■ To do
(1) Please copy the nut allergy article word for word, starting at "So when I decided" and ending at "nervous about travelling.".
(2) Answer these questions from the nut allergy article:
(a) Roughly how many people in the UK have food allergies?
(b) What Instagram account did the writer launch?
(c) What should you choose at a hotel buffet if in doubt?

The prospect of exploring new lands during summer gives most people an adrenaline rush but I’m more concerned about the adrenaline in my EpiPen, an auto injector that shoots the drug into my body if I have a severe allergic reaction.
I’m one of thousands of Brits who suffer from severe anaphylaxis to nuts.
I’ve been hospitalised with anaphylactic shock several times after unwittingly eating food abroad with traces of nut.
So when I decided to move to Germany to study last year, I launched an Instagram @nutfrei about travelling with allergy anxiety.
Since then I’ve been inundated with messages from around the world from other allergy sufferers nervous about travelling.
Those with food allergies (around two million people in the UK) always have to remain vigilant. But it’s equally important not to let this fear stop you from enjoying your holiday. Try my hacks for a safe holiday…
If a hotel is particularly busy during the summer, this could mean they are not as careful with their handling of allergens in the kitchen. Self-catered holidays put you in control of the preparation of your food and allow you to create a ‘safe’ area.
Be prepared not to eat. If you go to dinner and don’t feel a restaurant is taking your allergy seriously, don’t eat. It’s safer to go back to base and tuck into a selection of safe snacks you’ve prepared earlier.
When I stay in a hotel, I always make sure to have a mini fridge in the room which I can fill with emergency nut-free food.
Beware buffet breakfasts
Although incredibly tempting and delicious, be careful of buffet breakfasts and avoid if necessary. There can be high levels of cross-contamination, especially if the hotel is using the same spoons to serve different dishes.
If you’re eating at a hotel buffet, talk to staff beforehand. They can arrange for you to be the first to serve yourself at breakfast, to lower the risk of cross-contamination. If in doubt, go for sealed yoghurt pots.
The same caution goes for evening bar nibbles. Never eat snacks from a bowl because nuts may have been served before those olives were loaded on.
Always carry allergy cards translated into the language of the country you’re visiting, which you can show to restaurant staff before you eat.
There are also loads of allergy apps for your phone if you don’t want to carry a physical card with you. Try Equal Eats, Peanut Allergy and Allergy Translate.
Familiar foods can be deadly
Just because the chocolate bar you eat at home is OK for your allergens, doesn’t mean it’s safe abroad.
Famous brands vary their ingredients and often almond can be substituted for cheaper peanut in other countries, so check the packaging.
The Google translate photo feature on the app allows you to take a photo of the ingredients and it translates it for you.
Check sun creams
Scan sun creams, shampoos and body washes you buy abroad – tree nut oils are common, with extracts such as almond or shea nut butter that can spark reactions.

Text-to-region grounding data:
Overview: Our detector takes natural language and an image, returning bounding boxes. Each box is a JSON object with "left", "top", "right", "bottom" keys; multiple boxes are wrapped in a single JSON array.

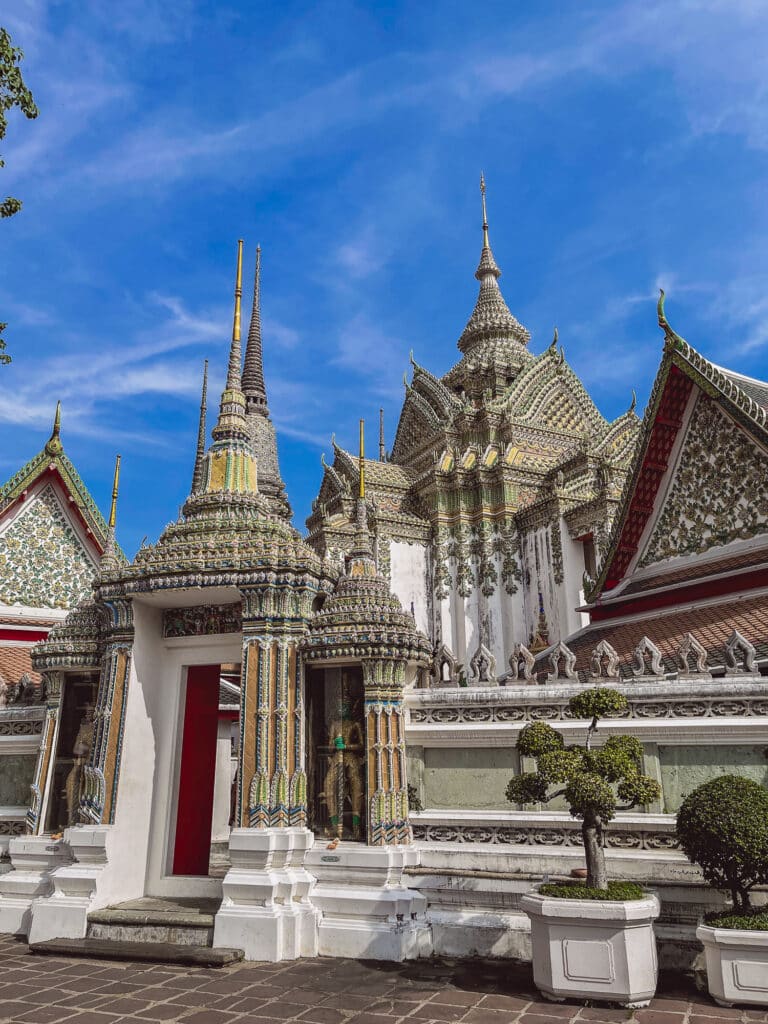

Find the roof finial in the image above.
[
  {"left": 243, "top": 246, "right": 267, "bottom": 413},
  {"left": 226, "top": 239, "right": 243, "bottom": 389},
  {"left": 45, "top": 401, "right": 61, "bottom": 455},
  {"left": 106, "top": 455, "right": 121, "bottom": 529},
  {"left": 99, "top": 455, "right": 121, "bottom": 569},
  {"left": 193, "top": 359, "right": 208, "bottom": 495},
  {"left": 211, "top": 239, "right": 248, "bottom": 442},
  {"left": 480, "top": 171, "right": 490, "bottom": 249}
]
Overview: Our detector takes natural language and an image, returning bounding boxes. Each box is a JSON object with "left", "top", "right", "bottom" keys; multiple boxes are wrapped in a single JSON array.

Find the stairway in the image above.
[{"left": 30, "top": 896, "right": 243, "bottom": 967}]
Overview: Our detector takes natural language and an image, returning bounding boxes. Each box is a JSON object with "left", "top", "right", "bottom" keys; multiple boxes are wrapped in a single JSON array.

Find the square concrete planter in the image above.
[
  {"left": 520, "top": 893, "right": 659, "bottom": 1007},
  {"left": 696, "top": 925, "right": 768, "bottom": 1007}
]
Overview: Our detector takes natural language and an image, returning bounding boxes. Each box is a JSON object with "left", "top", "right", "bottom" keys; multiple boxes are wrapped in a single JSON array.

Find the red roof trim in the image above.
[{"left": 606, "top": 365, "right": 693, "bottom": 593}]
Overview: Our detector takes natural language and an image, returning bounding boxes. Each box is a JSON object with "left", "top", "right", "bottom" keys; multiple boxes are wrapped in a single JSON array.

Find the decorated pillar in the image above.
[
  {"left": 362, "top": 658, "right": 412, "bottom": 846},
  {"left": 80, "top": 597, "right": 133, "bottom": 824}
]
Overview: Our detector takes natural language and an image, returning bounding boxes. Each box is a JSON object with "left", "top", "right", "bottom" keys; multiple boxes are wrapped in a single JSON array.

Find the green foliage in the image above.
[
  {"left": 568, "top": 686, "right": 628, "bottom": 719},
  {"left": 408, "top": 782, "right": 424, "bottom": 814},
  {"left": 705, "top": 910, "right": 768, "bottom": 932},
  {"left": 539, "top": 882, "right": 647, "bottom": 902},
  {"left": 677, "top": 775, "right": 768, "bottom": 910},
  {"left": 517, "top": 722, "right": 565, "bottom": 758},
  {"left": 0, "top": 28, "right": 38, "bottom": 366},
  {"left": 507, "top": 687, "right": 660, "bottom": 899}
]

■ Outputs in order
(1)
So when I decided to move to Germany to study last year, I launched an Instagram @nutfrei about travelling with allergy anxiety.
Since then I’ve been inundated with messages from around the world from other allergy sufferers nervous about travelling.

(2)
(a) Around two million.
(b) @nutfrei.
(c) Sealed yoghurt pots.